▸ **Aim of the exercise**: Copy the data from the line that contains "Annotate the small sign" to its last line, exactly, including both of those lines and leaving out everything before.

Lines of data
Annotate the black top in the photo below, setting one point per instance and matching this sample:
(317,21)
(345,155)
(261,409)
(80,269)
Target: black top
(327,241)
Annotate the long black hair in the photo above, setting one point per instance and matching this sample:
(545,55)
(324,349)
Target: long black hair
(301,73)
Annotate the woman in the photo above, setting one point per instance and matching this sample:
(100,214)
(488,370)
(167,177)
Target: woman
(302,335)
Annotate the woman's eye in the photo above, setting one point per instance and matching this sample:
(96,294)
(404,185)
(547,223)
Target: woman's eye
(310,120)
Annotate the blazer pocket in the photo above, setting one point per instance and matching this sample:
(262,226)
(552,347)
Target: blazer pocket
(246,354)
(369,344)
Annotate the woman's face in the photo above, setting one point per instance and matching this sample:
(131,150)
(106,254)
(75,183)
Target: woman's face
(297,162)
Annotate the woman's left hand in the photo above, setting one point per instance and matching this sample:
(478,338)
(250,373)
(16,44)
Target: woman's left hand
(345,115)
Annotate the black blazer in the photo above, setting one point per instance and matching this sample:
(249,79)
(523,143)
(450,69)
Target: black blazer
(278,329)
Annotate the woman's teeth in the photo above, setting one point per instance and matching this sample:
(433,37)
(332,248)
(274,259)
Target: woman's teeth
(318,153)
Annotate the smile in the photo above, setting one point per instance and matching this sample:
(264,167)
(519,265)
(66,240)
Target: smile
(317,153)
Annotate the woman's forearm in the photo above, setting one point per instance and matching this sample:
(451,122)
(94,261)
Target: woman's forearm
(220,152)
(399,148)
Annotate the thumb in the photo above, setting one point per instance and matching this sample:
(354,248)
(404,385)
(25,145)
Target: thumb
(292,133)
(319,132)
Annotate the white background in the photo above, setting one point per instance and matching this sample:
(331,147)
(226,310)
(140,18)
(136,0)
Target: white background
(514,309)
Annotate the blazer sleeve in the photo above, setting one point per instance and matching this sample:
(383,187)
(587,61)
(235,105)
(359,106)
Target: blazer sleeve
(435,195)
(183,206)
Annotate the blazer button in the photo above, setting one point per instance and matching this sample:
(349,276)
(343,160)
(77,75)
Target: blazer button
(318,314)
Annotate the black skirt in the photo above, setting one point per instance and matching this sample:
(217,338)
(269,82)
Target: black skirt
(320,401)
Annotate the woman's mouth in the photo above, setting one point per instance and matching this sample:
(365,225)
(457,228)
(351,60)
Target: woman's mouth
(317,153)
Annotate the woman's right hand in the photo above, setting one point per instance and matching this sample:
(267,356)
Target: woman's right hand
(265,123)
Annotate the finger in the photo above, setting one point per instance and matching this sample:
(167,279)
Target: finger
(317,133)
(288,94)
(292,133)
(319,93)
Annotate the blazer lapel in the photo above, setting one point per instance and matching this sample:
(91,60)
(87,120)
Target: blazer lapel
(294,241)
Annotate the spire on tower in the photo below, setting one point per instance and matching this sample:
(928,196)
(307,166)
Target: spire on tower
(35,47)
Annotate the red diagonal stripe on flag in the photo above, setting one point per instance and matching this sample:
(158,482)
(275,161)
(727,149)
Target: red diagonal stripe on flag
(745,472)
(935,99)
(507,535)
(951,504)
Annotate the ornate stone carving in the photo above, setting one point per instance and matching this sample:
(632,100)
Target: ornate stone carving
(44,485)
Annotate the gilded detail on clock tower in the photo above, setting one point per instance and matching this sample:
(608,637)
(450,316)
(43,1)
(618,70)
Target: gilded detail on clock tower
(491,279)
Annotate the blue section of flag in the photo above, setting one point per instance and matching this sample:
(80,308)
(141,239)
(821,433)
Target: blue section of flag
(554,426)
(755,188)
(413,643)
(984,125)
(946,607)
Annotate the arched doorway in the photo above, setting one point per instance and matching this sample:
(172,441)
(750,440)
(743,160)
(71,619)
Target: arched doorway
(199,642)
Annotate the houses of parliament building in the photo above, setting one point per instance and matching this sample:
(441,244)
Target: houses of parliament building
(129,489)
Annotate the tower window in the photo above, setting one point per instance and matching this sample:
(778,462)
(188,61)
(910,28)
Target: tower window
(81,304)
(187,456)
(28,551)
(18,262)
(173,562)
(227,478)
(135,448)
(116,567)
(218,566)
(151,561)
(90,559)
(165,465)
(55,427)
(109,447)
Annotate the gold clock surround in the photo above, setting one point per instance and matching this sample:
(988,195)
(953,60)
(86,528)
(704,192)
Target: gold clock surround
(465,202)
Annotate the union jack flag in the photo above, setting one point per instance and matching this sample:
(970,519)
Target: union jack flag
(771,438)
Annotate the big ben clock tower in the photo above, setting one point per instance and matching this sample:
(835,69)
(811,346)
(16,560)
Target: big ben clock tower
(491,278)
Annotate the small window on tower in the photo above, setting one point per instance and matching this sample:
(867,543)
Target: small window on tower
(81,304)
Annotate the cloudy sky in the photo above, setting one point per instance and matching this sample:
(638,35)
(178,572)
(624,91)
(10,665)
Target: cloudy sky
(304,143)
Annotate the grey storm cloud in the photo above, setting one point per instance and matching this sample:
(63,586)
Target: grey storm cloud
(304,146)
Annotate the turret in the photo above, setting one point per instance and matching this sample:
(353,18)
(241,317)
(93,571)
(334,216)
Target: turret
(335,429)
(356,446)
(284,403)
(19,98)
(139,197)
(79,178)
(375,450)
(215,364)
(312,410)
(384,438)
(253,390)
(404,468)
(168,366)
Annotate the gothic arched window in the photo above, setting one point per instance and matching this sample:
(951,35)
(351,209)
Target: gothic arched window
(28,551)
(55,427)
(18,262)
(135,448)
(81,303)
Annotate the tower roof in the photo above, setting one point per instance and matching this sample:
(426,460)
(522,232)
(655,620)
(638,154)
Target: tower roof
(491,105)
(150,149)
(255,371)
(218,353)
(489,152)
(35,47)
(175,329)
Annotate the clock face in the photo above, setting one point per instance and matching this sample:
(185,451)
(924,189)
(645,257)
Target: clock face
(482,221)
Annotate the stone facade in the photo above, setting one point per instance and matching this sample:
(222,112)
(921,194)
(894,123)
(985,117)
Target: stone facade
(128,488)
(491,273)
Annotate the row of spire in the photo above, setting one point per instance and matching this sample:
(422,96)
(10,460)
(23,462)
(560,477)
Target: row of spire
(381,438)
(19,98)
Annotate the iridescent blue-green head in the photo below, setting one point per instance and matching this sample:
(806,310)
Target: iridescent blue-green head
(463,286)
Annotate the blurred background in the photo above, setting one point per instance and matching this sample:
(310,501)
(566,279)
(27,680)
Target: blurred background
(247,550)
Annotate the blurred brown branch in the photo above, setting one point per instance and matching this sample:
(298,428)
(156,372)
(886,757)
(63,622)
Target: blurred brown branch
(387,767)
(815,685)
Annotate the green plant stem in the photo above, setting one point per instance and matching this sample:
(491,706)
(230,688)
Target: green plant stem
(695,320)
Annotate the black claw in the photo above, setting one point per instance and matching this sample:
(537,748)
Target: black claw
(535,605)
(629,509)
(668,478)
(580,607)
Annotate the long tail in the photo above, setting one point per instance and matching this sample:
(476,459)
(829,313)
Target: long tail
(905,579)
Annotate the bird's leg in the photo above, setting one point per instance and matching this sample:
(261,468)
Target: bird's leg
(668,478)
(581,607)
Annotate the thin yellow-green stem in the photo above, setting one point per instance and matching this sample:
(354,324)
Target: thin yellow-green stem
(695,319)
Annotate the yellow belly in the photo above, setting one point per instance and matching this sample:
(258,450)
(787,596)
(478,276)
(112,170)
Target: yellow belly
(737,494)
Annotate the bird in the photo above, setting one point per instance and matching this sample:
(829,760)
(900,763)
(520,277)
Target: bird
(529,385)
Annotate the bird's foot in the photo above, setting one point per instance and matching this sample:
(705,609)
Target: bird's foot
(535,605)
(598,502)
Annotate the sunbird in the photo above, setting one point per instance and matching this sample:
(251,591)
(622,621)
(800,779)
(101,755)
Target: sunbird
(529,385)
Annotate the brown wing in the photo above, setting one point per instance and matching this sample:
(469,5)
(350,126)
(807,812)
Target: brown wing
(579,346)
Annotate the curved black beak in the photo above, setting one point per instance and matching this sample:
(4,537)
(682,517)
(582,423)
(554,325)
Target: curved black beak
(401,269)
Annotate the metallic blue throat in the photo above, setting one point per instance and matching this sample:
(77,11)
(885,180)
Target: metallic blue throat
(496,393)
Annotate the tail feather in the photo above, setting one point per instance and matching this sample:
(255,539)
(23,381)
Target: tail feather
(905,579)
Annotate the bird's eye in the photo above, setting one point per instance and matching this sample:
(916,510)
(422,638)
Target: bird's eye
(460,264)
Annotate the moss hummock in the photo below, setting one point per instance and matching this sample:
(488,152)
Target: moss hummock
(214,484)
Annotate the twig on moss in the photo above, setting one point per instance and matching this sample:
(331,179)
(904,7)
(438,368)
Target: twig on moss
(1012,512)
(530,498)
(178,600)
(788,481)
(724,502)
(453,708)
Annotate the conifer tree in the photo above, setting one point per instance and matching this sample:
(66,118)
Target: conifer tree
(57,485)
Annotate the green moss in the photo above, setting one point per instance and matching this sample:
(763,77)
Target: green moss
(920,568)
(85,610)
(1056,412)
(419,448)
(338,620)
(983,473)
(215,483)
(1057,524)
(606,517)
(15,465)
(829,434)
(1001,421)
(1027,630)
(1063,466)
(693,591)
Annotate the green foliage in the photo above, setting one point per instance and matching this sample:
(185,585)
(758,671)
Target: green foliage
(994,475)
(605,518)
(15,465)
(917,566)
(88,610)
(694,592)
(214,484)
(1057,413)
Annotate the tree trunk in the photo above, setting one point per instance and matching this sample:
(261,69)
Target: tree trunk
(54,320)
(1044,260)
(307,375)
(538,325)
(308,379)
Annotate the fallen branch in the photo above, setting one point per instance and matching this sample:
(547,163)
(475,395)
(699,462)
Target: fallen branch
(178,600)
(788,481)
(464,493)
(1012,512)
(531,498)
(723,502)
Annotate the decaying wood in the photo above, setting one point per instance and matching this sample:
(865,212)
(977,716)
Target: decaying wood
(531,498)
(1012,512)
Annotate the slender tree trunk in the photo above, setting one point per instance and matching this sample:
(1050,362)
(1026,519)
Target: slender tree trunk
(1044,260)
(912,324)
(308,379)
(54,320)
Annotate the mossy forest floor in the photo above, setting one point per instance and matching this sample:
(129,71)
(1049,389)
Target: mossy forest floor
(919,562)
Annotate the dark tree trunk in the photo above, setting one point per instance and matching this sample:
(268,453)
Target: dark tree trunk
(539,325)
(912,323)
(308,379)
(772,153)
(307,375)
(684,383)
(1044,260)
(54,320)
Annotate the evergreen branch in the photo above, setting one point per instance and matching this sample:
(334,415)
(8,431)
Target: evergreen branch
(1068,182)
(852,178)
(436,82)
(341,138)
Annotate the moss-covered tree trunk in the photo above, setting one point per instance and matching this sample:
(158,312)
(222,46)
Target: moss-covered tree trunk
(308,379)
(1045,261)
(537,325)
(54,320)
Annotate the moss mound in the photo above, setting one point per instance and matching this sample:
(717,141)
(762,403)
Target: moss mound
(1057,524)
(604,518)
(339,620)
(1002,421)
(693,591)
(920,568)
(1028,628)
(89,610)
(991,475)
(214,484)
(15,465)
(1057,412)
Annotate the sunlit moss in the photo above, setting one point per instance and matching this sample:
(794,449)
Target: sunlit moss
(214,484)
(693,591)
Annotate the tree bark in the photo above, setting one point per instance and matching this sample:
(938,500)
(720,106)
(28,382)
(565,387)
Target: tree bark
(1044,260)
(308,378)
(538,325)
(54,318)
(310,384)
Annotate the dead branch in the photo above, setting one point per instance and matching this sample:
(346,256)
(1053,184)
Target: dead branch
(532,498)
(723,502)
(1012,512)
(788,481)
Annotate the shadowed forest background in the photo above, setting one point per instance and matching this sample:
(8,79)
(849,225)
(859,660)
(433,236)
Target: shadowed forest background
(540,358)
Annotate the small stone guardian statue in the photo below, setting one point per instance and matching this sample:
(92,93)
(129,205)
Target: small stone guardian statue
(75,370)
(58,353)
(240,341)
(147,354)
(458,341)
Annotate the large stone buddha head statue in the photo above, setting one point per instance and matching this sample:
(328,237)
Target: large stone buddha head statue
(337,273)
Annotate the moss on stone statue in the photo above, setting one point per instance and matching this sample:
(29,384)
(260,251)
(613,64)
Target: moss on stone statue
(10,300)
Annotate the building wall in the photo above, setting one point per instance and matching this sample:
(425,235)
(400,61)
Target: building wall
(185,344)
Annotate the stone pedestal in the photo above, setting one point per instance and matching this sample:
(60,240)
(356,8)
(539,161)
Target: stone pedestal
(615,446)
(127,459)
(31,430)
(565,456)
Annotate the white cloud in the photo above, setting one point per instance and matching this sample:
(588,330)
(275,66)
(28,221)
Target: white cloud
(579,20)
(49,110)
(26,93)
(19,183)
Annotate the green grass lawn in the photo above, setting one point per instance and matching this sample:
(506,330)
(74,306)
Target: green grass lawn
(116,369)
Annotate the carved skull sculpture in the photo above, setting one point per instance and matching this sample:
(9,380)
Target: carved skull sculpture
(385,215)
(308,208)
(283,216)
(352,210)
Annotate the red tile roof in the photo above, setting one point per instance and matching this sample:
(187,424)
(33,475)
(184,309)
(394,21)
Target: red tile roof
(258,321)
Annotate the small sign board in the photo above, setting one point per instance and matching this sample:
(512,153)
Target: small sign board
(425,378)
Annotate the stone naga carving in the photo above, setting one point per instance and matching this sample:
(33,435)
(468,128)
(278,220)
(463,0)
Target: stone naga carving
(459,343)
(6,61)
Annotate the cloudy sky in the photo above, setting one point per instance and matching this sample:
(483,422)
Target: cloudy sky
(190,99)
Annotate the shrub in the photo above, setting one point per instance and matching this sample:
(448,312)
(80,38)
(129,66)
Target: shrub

▸ **Exercise result**:
Annotate the small sign board in the photo above, setting one point per instance and matching this sample:
(512,153)
Target: small sign board
(425,378)
Annotate the stone naga carving in the photo above, setting one point per instance and matching this sample:
(33,435)
(468,128)
(278,220)
(463,0)
Target: stone naga carving
(459,343)
(6,61)
Annotate the cloudy sky in the photo above, setting one point per instance and matching this sample:
(483,422)
Target: cloudy sky
(190,99)
Annotate the shrub in the photo above, setting one point per instance and matching this sample:
(448,312)
(80,38)
(129,66)
Target: shrub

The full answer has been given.